• [課題 1] 記録の中から、文字列「woman」を含む行をすべて示してください。

• [本文抜粋]

コアラモード.「はるつげどり」インタビュー|今あなたに届けたい、とっておきの春の歌 (2/2)

切なくも前向きになれる、春への思い

──春をテーマにした歌詞では、旅立ちのときを迎える2人の物語が紡がれています。

小幡 この曲は、ウグイスのことを表す“はるつげどり”という言葉に着想を得て書き進めていきました。思い合っている2人の門出を歌った曲ですね。コアラモード.にはなぜか春の曲が多いんですけど、春というのは出会いと別れがあり、人と人とのドラマが凝縮された季節だからだと思うんですよ。そこに僕たちの琴線に触れる思いが詰まっているから。

あんにゅ 最初の歌詞には金木犀という言葉が出てきたりしていて、秋の曲だったんですよ。でもそれがいつの間にか自然と春の曲に変わっていきましたね。私は寒い時期を乗り越えた先にやってくる春という季節に対して、どこか切なさを感じたりもするんです。そこに惹かれるのかもしれないですね。

──出会いと別れが共存する季節特有の切なさなのかもしれないですね。

小幡 そうそう。2月末くらいからふっと春の香りがしてくると、過去のさまざまな出会いと別れの記憶が呼び起こされて間違いなく切なくなりますからね。ただ、同時に気持ちを新たにできるポジティブな季節であるとも思うので、そういう部分もしっかり感じてもらえる曲にしたいなとは思っていました。切なくも前向きになれる、そんな僕の春への思いを曲には込めました。

コアラモード.

コアラモード.

──シチュエーションを限定しない描き方がされているので、聴き手は自らの経験を投影しながら曲の世界に浸ることができますよね。

小幡 この曲はメロディが呼び起こす言葉をはめていくことを意識したので、あまり説明的な言葉を使うのは美しくないかなという思いがあって。抽象的な言葉をぽつぽつと並べながら、でもどこか景色が浮かんでくるような、そんなバランスの歌詞を目指しました。

──ラストに出てくる「春はもうすぐそこまで」というフレーズは、コロナ禍の情勢を踏まえるとグッとくるポイントでもあります。

あんにゅ ホントにそうですね、うん。

• [課題 2] このインタビューでは、「はるつげどり」という言葉は何を表すと説明されていますか。

• [課題用の記録]

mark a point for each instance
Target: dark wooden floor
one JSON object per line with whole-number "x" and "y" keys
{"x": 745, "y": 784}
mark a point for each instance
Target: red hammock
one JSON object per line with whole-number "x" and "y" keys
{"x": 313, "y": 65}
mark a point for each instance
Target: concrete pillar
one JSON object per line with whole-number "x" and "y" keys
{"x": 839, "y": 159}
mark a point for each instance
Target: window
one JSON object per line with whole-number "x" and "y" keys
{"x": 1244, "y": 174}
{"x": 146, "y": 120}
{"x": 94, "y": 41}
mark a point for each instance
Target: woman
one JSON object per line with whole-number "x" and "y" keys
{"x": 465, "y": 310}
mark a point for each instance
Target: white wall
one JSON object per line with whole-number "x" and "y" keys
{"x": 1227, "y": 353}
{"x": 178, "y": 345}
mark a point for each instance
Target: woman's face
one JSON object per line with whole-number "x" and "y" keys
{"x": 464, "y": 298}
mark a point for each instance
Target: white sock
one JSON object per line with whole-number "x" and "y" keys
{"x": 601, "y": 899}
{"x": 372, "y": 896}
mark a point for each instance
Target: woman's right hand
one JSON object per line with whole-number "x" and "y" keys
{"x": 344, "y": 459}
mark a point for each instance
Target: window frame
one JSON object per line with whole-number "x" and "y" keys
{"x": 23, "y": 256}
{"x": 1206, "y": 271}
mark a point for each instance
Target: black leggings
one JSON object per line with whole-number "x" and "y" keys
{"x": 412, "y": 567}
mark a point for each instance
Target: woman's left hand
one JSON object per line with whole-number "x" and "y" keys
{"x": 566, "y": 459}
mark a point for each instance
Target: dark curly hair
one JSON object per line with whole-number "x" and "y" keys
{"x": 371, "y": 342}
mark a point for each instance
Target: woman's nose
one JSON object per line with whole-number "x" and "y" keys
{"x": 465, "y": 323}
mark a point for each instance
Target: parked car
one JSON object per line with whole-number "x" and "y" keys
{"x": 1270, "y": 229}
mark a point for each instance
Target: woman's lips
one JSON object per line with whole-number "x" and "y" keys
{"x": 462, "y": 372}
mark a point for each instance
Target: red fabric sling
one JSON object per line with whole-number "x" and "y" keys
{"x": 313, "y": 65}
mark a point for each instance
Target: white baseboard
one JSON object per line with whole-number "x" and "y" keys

• [出力 1]
Target: woman
Target: woman's face
Target: woman's right hand
Target: woman's left hand
Target: woman's nose
Target: woman's lips

• [出力 2] ウグイスを表す言葉です。